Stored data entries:

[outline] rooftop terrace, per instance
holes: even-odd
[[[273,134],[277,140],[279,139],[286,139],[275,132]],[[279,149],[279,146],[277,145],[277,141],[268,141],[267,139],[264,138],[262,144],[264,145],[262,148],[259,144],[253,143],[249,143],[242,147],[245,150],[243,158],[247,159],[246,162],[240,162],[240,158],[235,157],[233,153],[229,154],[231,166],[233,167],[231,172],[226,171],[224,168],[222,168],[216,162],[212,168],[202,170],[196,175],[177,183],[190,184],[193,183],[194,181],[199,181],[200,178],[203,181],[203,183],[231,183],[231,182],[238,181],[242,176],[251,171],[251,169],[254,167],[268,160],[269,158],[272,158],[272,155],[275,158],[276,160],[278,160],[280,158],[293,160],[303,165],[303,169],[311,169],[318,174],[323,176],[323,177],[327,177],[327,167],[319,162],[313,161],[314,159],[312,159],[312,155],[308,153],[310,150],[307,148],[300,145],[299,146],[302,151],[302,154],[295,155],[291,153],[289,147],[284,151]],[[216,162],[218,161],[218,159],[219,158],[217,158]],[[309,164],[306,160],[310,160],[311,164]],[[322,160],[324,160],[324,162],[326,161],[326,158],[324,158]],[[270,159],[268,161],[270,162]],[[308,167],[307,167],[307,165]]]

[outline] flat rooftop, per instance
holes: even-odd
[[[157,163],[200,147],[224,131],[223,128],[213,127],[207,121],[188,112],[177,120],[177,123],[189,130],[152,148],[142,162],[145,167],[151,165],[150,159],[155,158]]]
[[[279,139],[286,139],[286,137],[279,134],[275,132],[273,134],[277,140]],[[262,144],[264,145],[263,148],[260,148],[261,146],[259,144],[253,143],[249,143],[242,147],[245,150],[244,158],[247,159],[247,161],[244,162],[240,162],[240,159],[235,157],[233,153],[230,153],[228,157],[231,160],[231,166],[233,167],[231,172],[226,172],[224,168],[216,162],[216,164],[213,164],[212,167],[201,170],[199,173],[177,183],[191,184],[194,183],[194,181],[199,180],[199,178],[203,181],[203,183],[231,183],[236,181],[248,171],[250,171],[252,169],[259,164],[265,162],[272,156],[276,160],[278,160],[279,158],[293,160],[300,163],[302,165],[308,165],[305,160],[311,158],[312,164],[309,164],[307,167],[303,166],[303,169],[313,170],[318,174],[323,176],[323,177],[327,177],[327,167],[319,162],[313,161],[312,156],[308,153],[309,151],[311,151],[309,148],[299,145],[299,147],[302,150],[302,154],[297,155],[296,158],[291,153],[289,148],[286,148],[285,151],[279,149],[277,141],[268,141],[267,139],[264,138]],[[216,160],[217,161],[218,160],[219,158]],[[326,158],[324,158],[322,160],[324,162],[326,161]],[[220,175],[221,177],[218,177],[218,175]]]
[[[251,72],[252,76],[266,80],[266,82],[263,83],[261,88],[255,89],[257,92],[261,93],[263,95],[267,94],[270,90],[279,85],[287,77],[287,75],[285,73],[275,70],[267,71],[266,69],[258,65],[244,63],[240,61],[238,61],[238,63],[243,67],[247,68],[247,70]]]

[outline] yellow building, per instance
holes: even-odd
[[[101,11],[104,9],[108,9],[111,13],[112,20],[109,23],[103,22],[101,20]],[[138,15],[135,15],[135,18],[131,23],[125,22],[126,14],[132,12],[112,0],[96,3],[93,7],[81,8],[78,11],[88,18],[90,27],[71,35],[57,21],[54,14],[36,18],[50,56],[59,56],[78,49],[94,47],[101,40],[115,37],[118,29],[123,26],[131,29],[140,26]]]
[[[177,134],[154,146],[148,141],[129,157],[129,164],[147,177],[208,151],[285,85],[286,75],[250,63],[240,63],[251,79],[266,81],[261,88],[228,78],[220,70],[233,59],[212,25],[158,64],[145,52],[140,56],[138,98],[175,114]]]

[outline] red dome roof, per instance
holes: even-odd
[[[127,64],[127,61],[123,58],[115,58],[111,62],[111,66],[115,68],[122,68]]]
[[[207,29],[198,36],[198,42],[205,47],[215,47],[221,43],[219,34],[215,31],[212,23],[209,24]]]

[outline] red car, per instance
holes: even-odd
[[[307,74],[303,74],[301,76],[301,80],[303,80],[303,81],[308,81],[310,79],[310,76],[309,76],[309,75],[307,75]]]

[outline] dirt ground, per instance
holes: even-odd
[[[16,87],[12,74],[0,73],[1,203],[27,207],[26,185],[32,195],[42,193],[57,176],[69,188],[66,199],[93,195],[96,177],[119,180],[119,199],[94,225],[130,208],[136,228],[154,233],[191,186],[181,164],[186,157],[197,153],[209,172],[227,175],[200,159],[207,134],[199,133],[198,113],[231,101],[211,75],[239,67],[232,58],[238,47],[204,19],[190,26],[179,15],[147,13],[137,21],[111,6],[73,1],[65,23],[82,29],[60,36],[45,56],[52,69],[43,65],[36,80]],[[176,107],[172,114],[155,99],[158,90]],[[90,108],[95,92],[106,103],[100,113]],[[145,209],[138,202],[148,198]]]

■ **TASK OBJECTIVE**: Write out verbatim the part of the records that opens with the line containing "[outline] red car, per instance" and continues through the end of the records, including both ends.

■ **TASK SOLUTION**:
[outline] red car, per instance
holes: even-odd
[[[307,74],[303,74],[301,76],[301,80],[303,80],[303,81],[308,81],[310,79],[310,76],[309,76],[309,75],[307,75]]]

[outline] dirt ground, per instance
holes: even-odd
[[[16,87],[12,74],[0,73],[1,203],[27,207],[26,185],[32,195],[42,193],[57,176],[69,188],[66,199],[93,195],[96,177],[119,180],[119,199],[94,225],[130,208],[136,228],[154,233],[191,186],[181,164],[186,157],[197,153],[209,172],[227,175],[200,159],[207,134],[199,133],[198,113],[231,101],[211,75],[239,67],[232,58],[238,47],[204,19],[190,26],[179,15],[147,13],[137,21],[111,6],[73,1],[65,23],[82,29],[60,36],[45,56],[52,69],[43,65],[36,80]],[[176,107],[172,114],[155,99],[158,90]],[[90,108],[95,92],[106,103],[100,113]],[[145,209],[138,202],[148,198]]]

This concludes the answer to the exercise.